November 25, 2009 by JP  
Filed under Health

November 25, 2009

Breitbart

A drug that failed to fight the blues could be the female answer to the little blue pill Viagra, the lead North American investigator analysing tests of the drug said Tuesday.

Women who took the drug flibanserin when it was being tested as an anti-depressant said it didn’t help them beat the glums, but did give them “an increase in libido that they liked,” John Thorp, one of the investigators analyzing data from three clinical trials of the drug, told AFP.

Lack of desire is the most common sexual problem in women aged 30 to 60, just as erectile dysfunction, for which Viagra is one of a choice of treatments, is the most common sexual disorder among men in the same age bracket, Thorp said.

“Men remain interested but can’t act or perform properly and women lose interest,” said Thorp.

“So where Viagra and other erectile dysfunction medications work in the blood supply, flibanserin works in the brain,” he said.

In the light of the women’s reactions to flibanserin, the German drug company that had first tested the drug as a treatment for depression, Boehringer Ingelheim, several years ago began exploring the possibilities of it being the active ingredient in the female answer to Viagra.

Clinical trials were held in Canada, Europe and the United States to test the drug’s efficacy in raising the level of sexual desire in women.

Nearly 2,000 pre-menopausal women were given flibanserin or a placebo for 24 weeks and asked to report back to researchers or make diary entries on six variables, including the number of satisfactory sexual encounters they had and their level of sexual desire.

The studies found that 100 milligrams a day of flibanserin resulted in “significant improvements” in the two variables.

Flibanserin is currently an investigational drug and is only available to women taking part in clinical trials.

Extracted records:
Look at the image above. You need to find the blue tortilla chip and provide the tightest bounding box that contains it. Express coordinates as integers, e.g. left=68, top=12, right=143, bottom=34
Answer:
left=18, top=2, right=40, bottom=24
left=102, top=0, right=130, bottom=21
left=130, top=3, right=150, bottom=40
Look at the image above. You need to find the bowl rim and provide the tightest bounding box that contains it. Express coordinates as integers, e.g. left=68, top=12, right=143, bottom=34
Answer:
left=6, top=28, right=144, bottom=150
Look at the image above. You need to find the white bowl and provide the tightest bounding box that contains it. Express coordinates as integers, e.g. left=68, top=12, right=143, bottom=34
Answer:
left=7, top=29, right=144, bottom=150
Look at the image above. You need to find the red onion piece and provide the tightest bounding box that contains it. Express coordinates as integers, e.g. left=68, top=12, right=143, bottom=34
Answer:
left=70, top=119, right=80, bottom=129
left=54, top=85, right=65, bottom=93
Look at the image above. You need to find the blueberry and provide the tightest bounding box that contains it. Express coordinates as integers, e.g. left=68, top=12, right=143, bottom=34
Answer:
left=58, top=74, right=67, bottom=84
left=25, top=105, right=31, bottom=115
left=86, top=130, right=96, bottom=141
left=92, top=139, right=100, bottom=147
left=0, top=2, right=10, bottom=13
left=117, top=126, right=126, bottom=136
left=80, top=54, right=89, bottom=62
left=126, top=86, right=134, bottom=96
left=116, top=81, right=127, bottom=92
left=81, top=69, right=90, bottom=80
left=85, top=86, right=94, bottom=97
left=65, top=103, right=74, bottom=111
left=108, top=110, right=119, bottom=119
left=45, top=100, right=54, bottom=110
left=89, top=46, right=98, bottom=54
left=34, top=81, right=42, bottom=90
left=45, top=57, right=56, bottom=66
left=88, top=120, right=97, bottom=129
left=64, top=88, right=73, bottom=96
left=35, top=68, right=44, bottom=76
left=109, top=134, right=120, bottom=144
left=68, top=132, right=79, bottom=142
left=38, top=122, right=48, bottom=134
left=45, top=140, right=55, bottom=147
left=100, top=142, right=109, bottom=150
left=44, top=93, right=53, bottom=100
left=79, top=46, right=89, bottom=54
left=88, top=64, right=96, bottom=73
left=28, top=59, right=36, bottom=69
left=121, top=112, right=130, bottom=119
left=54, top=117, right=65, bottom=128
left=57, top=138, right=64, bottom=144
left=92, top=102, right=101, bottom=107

#### PARTS OF THE EXERCISE
1. Copy out the part of the flibanserin article that starts with "Nearly 2,000 pre-menopausal" and runs through "of sexual desire.".
2. Translate this sentence from the flibanserin article into Spanish: "Flibanserin is currently an investigational drug and is only available to women taking part in clinical trials."

#### RESPONSES TO THE TASKS
1.
Nearly 2,000 pre-menopausal women were given flibanserin or a placebo for 24 weeks and asked to report back to researchers or make diary entries on six variables, including the number of satisfactory sexual encounters they had and their level of sexual desire.

2. La flibanserina es actualmente un fármaco en investigación y solo está disponible para las mujeres que participan en ensayos clínicos.